From the text on removing old antifouling, copy the part that begins with "There are various" and ends with "a refuse bag.", and change "windy day" to "breezy day".

## Reading passage

===============

There are various types of scraper to choose from – flat-bladed types which you push, triangular-shaped ones that you pull and double-handed ones with very sharp carbide scrapers that you also pull towards you. You need to keep the blades sharp but at the same time you have to be careful they do not dig into the gelcoat which can leave a nasty gash that you will need to fill. It helps to round off the edges of the blades to avoid such mishaps.

Avoid scraping old antifouling on a windy day as the scrapings can be blown all over the place. It is best to collect them up as you go into a refuse bag.

Eventually you will reach the point when you decide you cannot do any more scraping. If you have any energy left, you will then need to wet sand the whole surface with 80-grit paper and rinse it off ready for painting. Alternatively, stagger home and come back the next day to do the sanding.

Option 2: Chemical stripper

There are several types of paint stripper available which are specially formulated for the removal of old antifouling. These products can make antifouling removal easier as they soften the old paint, making it less labour intensive. However, this method increases the amount of toxic waste to dispose of and can get very messy. If you are removing several layers then you may have to repeat the process two or three times. Some paint stripping chemicals are more environmentally friendly than others and biodegradable, so it is worth shopping around.

Your boatyard or local chandlery should be able to advise you on which product to choose for your boat. Make sure the antifouling stripper you choose will not harm gelcoat if your boat has a GRP hull.

===============

## Excerpted data
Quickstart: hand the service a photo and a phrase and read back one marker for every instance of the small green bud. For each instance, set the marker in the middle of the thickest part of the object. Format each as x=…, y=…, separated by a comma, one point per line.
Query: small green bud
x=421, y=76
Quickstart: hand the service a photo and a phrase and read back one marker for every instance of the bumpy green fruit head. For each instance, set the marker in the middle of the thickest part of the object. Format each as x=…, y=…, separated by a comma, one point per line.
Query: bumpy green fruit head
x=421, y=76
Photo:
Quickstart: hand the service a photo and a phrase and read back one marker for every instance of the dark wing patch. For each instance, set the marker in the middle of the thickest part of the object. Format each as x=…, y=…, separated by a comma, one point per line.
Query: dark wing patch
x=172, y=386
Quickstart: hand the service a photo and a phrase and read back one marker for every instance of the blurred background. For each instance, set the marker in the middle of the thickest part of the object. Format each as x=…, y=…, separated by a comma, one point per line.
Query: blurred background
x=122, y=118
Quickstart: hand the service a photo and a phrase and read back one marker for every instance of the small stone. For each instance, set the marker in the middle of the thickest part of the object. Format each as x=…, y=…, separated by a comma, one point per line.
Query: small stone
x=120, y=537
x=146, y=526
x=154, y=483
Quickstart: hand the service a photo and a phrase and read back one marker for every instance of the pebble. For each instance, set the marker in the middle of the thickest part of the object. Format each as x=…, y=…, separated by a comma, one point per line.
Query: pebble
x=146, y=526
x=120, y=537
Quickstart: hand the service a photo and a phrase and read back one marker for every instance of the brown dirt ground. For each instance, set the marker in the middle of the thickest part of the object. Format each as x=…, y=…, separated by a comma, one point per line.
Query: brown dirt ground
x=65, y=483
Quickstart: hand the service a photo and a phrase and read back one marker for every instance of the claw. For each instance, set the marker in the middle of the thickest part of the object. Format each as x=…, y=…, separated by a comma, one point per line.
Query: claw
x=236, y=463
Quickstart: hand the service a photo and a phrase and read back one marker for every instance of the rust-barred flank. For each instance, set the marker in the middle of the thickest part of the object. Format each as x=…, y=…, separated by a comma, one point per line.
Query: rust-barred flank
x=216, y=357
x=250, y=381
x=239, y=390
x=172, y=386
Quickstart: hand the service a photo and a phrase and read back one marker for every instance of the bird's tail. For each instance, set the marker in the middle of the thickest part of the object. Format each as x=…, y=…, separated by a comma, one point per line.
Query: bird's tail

===============

## Worked solution
There are various types of scraper to choose from – flat-bladed types which you push, triangular-shaped ones that you pull and double-handed ones with very sharp carbide scrapers that you also pull towards you. You need to keep the blades sharp but at the same time you have to be careful they do not dig into the gelcoat which can leave a nasty gash that you will need to fill. It helps to round off the edges of the blades to avoid such mishaps.

Avoid scraping old antifouling on a breezy day as the scrapings can be blown all over the place. It is best to collect them up as you go into a refuse bag.